[START Provided text]

Why don't we all sit down?
- Sure.
- Yeah.
I feel terrible
barging in on you fellas this way.
Ah, that's okay.
- How've you been?
- Fine, thanks. And you?
You married?
- What?
- I see you're married.
Oh.
Yes, Hank is married.
Donald, cope with some ice.
- Do you have any kids?
- Yes, two.
A boy, nine. A girl, seven.
You should see my boy play tennis.
Really puts his Dad to shame.
- I have two kids, too. Both girls.
- Great.
- How are the girls, Alan?
- Oh, just sensational.
- Yeah?
- They're something, those kids.
God, I'm-I'm nuts about them.
- How long you been married?
- Nine years.
Ah!
- Can you believe it, Mickey?
- No.
Mickey used to go with my wife
when we were all in school.
Can you believe that?
Oh, Lord. Sorry.
You live in the city?
Yes, we do.
Oh!
I'm in the process of getting a divorce.
- Larry and I are roommates at the moment.
- Yes, they're roommates.
Oh, I'm very sorry. I mean...
- No, I understand.
- Mmm.
- I think I'd like another.
- Of course. I'm so sorry.
Can I help you, Alan?
Uh
Can't seem to find the scotch.
It's in your hand.
Oh.
Of course. How stupid of me.
- Why don't you let me do that for you?
- Thank you.
- Where the Hell could Harold be?
- Oh, he's always late.
You know how neurotic
he can be about going out in public.
Takes him hours to get ready.
- Why is that?
- Why is what?
Why does it take Harold hours
to get ready before he can go out?
Because she's a sick lady. That's why.
Alan, why don't we go upstairs and talk?
I'm just gonna finish this and go.
Come on. You can bring your drink.
- I-I finished it.
- Here.
- Excuse me. We'll be down in a minute.
- Oh, he'll still be here.
- Come on. This way, Alan.
- Sure.
What was that supposed to mean?
- What was what supposed to mean?
- You know.
- Do you want another beer?
- No.
You're jealous, aren't you?
I'm Larry.
You're jealous.
So, Donald, where have you been
hanging out these days?
I haven't seen you in a long time.
Alan
I want to try to explain
something about this evening.
What's to explain? Sometimes you just
Can't invite everybody
to every party, and
Some people take it personally, but not me.
I should apologize for inviting myself.
That is not exactly what I meant.
Your friends seem like awfully nice guys.

[END Provided text]

◆ **Given task A**
Answer these questions from the dialogue, one line each:
(i) What ages are given for the boy and the girl?
(ii) What reply is given to "How long you been married?"
(iii) Who is said to take hours to get ready?

[START Material]

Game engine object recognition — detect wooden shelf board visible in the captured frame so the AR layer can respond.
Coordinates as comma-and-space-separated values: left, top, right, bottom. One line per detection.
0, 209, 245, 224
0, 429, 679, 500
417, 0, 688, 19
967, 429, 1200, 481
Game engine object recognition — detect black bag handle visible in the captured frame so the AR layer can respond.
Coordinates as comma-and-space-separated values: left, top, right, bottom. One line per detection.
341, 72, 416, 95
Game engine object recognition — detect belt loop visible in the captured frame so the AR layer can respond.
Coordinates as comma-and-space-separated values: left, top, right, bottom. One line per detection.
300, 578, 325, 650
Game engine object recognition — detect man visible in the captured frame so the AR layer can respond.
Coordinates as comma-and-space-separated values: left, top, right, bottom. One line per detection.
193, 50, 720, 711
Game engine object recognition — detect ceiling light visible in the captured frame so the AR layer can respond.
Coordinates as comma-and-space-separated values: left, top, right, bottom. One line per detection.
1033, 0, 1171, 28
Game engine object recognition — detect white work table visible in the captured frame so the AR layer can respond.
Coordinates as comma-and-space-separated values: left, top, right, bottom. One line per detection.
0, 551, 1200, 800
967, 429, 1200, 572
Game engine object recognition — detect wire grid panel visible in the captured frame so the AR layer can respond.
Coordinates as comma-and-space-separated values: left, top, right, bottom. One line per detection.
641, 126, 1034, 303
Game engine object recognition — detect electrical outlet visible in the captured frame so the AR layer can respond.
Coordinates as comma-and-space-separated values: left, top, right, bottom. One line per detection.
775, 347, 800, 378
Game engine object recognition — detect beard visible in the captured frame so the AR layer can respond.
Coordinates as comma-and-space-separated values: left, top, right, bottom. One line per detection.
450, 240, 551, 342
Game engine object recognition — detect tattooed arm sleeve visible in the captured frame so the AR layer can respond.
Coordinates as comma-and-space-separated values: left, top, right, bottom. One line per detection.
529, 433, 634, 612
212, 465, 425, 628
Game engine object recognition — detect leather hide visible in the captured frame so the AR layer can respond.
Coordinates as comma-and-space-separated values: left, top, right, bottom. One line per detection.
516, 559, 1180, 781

[END Material]

◆ **Given task B**
Lay out the part of the records that opens with the line containing "Game engine object recognition — detect man" and closes with the line containing "1033, 0, 1171, 28", both included, as a JSON list of strings with one string per line and blank lines left out.

◆ **Task response A**
(i) The boy is nine and the girl is seven.
(ii) Nine years.
(iii) Harold.

◆ **Task response B**
[
  "Game engine object recognition — detect man visible in the captured frame so the AR layer can respond.",
  "Coordinates as comma-and-space-separated values: left, top, right, bottom. One line per detection.",
  "193, 50, 720, 711",
  "Game engine object recognition — detect ceiling light visible in the captured frame so the AR layer can respond.",
  "Coordinates as comma-and-space-separated values: left, top, right, bottom. One line per detection.",
  "1033, 0, 1171, 28"
]